What is being asked:
Collect each line of the listing that contains the string "every", matching case exactly.

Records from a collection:
┌──

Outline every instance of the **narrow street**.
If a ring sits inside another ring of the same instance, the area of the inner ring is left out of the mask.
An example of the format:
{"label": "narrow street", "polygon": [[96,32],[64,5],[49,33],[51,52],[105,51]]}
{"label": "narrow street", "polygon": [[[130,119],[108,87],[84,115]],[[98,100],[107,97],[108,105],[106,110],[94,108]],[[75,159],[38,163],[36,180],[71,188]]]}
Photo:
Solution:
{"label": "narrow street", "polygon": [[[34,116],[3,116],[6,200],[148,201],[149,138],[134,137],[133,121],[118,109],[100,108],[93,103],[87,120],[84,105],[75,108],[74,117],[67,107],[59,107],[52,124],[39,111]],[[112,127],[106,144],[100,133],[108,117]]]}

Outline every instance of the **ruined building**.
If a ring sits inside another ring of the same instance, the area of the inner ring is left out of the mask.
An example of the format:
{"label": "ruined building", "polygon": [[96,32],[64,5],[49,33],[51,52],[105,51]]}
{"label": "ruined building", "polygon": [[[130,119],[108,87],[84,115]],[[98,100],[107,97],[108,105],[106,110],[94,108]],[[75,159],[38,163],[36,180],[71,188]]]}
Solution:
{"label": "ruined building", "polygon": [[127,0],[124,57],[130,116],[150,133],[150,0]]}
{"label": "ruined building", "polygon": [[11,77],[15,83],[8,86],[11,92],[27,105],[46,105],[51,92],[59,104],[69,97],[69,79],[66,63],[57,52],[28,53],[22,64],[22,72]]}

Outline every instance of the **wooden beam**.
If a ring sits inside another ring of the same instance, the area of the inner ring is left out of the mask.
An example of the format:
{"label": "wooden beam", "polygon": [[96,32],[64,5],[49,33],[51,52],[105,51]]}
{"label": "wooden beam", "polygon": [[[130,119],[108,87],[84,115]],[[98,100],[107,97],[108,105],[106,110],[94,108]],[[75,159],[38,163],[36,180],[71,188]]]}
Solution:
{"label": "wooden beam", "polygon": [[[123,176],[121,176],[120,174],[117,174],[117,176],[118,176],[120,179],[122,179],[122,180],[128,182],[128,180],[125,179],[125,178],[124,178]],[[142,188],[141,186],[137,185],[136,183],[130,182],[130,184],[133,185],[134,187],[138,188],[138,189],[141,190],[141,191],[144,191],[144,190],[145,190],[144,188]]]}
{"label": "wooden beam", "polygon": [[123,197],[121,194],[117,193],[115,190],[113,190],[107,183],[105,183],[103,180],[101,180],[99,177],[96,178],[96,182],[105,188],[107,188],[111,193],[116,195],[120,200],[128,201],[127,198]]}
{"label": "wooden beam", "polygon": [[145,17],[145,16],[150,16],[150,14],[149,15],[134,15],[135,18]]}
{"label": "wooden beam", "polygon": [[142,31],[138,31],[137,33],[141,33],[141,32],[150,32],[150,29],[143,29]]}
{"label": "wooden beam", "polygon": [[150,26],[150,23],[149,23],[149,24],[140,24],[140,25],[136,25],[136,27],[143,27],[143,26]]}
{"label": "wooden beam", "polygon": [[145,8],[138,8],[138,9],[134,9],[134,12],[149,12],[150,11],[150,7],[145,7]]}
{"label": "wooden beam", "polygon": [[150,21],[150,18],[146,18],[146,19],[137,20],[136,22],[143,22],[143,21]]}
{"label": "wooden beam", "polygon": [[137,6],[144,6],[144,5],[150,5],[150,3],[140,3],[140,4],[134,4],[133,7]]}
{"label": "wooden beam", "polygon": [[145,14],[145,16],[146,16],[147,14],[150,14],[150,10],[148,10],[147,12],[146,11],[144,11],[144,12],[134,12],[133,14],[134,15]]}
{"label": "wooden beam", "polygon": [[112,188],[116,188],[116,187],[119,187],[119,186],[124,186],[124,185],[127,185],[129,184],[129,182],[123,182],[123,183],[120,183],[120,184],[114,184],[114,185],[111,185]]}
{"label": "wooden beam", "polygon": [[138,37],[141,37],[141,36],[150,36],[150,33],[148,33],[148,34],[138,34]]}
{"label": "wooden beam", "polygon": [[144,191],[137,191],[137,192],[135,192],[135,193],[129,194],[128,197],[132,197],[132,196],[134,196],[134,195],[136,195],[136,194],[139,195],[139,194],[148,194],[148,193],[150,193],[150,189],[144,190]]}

└──

Task response:
Outline every instance of the **narrow street**.
Outline every instance of the **ruined building**.
Outline every instance of the **wooden beam**.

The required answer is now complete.